The Utterly Useless Keir Starmer

Ministerial resignations should be the least of the consequences of the Covid-19 pandemic procurement corruption scandal. Ministers, MPs and their corrupt mates who benefited from these contracts should be in the dock and looking at lengthy periods of imprisonment. This blog was ahead of mainstream media in breaking details of some of these contracts which simply beggared belief, like the £250 million contract for PPE awarded to Ayanda Capital.

The truly terrifying thing is that the corrupt award of these contracts to Tory contacts with zero experience of medical procurement, or even of basic shipping logistics, has not been found to be illegal. In March 2020 the Cabinet Office declared that the Covid emergency allowed procurement safeguards to be suspended under the Public Contract Regulations 2015 section 32 (2) (C) – “direct award due to extreme urgency”. To the Tories, that simply removed all tendering, pre-qualification and price checks and allowed them to just give out massive contracts on the old boy, you scratch my back, system, totaling tens of billions of pounds. The use of inexperienced companies – plumbing suppliers, American jewellers and private investment firms being just a few examples – to provide vital PPE must have been a factor in consequent shortages and excessive deaths, particularly of healthcare staff.

Referring expression data
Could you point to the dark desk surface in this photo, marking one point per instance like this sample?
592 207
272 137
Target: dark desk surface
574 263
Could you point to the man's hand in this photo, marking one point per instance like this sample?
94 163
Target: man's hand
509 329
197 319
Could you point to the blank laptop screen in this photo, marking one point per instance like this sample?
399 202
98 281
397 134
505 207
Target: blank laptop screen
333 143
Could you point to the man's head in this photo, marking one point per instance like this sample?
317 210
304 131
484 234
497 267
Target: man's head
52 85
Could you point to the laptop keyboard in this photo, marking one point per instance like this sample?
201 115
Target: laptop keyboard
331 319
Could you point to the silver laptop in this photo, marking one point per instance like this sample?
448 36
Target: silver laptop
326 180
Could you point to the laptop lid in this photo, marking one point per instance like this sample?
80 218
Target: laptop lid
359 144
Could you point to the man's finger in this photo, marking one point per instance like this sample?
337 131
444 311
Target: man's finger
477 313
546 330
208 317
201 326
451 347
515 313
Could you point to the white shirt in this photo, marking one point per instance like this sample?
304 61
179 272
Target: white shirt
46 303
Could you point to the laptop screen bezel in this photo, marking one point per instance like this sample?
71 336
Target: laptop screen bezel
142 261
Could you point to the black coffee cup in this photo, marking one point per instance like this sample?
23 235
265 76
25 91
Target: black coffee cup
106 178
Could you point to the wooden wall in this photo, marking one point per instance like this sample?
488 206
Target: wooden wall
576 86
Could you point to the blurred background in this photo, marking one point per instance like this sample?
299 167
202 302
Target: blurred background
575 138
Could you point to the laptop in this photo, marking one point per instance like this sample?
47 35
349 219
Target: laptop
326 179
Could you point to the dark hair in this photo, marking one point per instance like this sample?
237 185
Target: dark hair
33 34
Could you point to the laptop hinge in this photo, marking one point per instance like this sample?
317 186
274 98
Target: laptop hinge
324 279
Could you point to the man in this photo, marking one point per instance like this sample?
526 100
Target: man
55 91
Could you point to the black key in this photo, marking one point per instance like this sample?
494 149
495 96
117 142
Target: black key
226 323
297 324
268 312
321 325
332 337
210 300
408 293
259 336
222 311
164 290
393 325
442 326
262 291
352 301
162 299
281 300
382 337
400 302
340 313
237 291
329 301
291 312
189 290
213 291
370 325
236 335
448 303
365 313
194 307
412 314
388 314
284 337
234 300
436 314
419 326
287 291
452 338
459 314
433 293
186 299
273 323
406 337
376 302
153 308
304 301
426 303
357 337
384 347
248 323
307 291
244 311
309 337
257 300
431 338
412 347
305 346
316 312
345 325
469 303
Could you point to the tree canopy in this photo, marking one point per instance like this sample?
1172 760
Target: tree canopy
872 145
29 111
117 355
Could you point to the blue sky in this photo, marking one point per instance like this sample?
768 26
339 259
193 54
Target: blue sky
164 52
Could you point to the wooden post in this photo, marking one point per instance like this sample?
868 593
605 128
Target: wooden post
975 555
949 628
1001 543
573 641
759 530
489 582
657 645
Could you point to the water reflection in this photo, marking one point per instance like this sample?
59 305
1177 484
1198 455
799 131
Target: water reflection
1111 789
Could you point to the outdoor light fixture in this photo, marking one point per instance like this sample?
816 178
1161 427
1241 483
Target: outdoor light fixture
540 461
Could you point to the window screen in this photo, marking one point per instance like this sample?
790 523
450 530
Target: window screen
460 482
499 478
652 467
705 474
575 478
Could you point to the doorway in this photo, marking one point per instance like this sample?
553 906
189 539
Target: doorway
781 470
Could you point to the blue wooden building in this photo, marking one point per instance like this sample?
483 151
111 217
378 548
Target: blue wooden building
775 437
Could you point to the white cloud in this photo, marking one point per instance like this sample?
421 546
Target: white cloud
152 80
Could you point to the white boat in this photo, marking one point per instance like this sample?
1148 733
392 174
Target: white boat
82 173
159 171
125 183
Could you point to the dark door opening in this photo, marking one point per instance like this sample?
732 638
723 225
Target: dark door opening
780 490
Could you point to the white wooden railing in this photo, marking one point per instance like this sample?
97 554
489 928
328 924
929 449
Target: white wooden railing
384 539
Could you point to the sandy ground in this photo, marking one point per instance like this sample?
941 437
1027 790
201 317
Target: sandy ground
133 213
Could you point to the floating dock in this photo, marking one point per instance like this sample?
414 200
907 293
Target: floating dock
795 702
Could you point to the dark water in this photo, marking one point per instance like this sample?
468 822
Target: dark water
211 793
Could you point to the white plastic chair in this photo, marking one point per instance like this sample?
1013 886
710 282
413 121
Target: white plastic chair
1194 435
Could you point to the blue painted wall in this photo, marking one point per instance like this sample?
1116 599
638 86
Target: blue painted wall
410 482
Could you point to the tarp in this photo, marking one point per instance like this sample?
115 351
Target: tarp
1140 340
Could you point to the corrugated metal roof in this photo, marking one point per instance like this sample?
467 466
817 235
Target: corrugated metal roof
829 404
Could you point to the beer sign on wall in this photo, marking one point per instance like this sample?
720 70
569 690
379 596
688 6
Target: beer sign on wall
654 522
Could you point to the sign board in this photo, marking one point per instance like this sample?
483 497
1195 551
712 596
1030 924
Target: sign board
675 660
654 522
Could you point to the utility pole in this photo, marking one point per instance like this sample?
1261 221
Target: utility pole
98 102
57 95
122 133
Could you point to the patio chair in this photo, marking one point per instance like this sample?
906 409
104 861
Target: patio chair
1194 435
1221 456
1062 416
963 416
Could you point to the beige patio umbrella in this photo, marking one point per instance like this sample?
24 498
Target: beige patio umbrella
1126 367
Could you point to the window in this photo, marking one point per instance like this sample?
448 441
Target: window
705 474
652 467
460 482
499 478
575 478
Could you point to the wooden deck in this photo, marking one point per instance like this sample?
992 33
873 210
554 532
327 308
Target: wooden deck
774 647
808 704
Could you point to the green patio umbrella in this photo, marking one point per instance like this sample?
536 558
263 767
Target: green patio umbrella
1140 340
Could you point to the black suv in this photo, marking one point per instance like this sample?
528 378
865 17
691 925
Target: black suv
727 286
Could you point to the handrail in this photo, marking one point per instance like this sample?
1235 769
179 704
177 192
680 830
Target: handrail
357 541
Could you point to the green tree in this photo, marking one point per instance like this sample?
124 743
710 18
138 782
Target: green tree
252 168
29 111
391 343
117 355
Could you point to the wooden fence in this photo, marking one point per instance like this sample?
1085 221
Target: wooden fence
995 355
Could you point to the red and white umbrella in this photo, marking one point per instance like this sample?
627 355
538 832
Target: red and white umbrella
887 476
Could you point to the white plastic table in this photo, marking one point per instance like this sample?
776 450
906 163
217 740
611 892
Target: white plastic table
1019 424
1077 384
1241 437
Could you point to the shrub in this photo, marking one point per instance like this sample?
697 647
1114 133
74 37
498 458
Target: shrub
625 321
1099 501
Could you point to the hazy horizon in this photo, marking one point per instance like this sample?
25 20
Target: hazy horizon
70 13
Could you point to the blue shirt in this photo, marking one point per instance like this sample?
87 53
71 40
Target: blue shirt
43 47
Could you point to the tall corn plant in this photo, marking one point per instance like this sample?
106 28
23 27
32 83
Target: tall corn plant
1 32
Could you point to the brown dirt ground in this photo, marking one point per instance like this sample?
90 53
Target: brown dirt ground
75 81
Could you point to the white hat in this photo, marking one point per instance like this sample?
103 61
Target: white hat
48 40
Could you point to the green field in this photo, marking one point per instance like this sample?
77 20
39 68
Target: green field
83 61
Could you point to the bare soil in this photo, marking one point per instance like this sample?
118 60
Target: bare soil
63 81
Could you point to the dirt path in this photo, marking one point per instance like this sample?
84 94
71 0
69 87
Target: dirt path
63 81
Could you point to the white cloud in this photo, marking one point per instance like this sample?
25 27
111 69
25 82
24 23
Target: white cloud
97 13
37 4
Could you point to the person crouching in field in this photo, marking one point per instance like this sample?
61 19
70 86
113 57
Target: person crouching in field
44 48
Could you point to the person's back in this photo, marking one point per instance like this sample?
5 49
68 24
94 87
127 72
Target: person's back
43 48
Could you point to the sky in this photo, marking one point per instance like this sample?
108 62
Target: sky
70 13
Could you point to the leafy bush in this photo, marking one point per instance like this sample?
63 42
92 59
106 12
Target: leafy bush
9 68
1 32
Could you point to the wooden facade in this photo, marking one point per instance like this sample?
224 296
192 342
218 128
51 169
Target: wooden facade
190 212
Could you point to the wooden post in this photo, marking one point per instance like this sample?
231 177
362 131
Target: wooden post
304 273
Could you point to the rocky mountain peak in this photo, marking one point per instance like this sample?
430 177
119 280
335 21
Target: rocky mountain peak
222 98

» Tasks:
1. In the passage on Covid-19 procurement contracts, write out the portion between "The truly terrifying" and "of healthcare staff.", inclusive, substituting "deals" for "contracts" wherever it occurs.
2. According to the passage on Covid-19 procurement contracts, what was the value of the PPE contract awarded to Ayanda Capital?
3. Continue the passage on Covid-19 procurement contracts from its final sentence.

» Replies:
1.
The truly terrifying thing is that the corrupt award of these deals to Tory contacts with zero experience of medical procurement, or even of basic shipping logistics, has not been found to be illegal. In March 2020 the Cabinet Office declared that the Covid emergency allowed procurement safeguards to be suspended under the Public Contract Regulations 2015 section 32 (2) (C) – “direct award due to extreme urgency”. To the Tories, that simply removed all tendering, pre-qualification and price checks and allowed them to just give out massive deals on the old boy, you scratch my back, system, totaling tens of billions of pounds. The use of inexperienced companies – plumbing suppliers, American jewellers and private investment firms being just a few examples – to provide vital PPE must have been a factor in consequent shortages and excessive deaths, particularly of healthcare staff.

2. £250 million

3.
I understand emergencies. If established suppliers of medical equipment had been granted huge orders without proper scrutiny I would not have much objected. But what we have instead seen, stinks (and we should never forget that the procurement emergency arose in the first place because the Tories had stupidly run down the national emergency stockpile for a pandemic).

I do not think it impossible that courts may yet find that the ability to offer “direct award due to extreme urgency” does not exempt ministers from all duty to ensure that companies awarded contracts were suitable and capable, or exempt ministers from the need to eschew corrupt patronage. But for the moment, all the High Court has decided is that Matt Hancock broke the law in not publishing details of awarded contracts within thirty days. That is like getting Al Capone on tax accounting – far worse crimes lie beneath. But for now it is what the legal system has given us.

Yesterday we were faced wth the stunning spectacle of the so-called Leader of the Opposition, Sir Keir Starmer, refusing to call for Hancock’s resignation over the Covid-19 procurement debacle. That is not, Sir Keir gravely told us, what the public want to see.

Indeed, with Starmer as Labour leader, the public of England and Wales appear resolute in wanting to vote Tory, so presumably Starmer will not oppose them in that either? Starmer appears not only to have misunderstood “Opposition” in his job title, he clearly has not grasped “Leader” either.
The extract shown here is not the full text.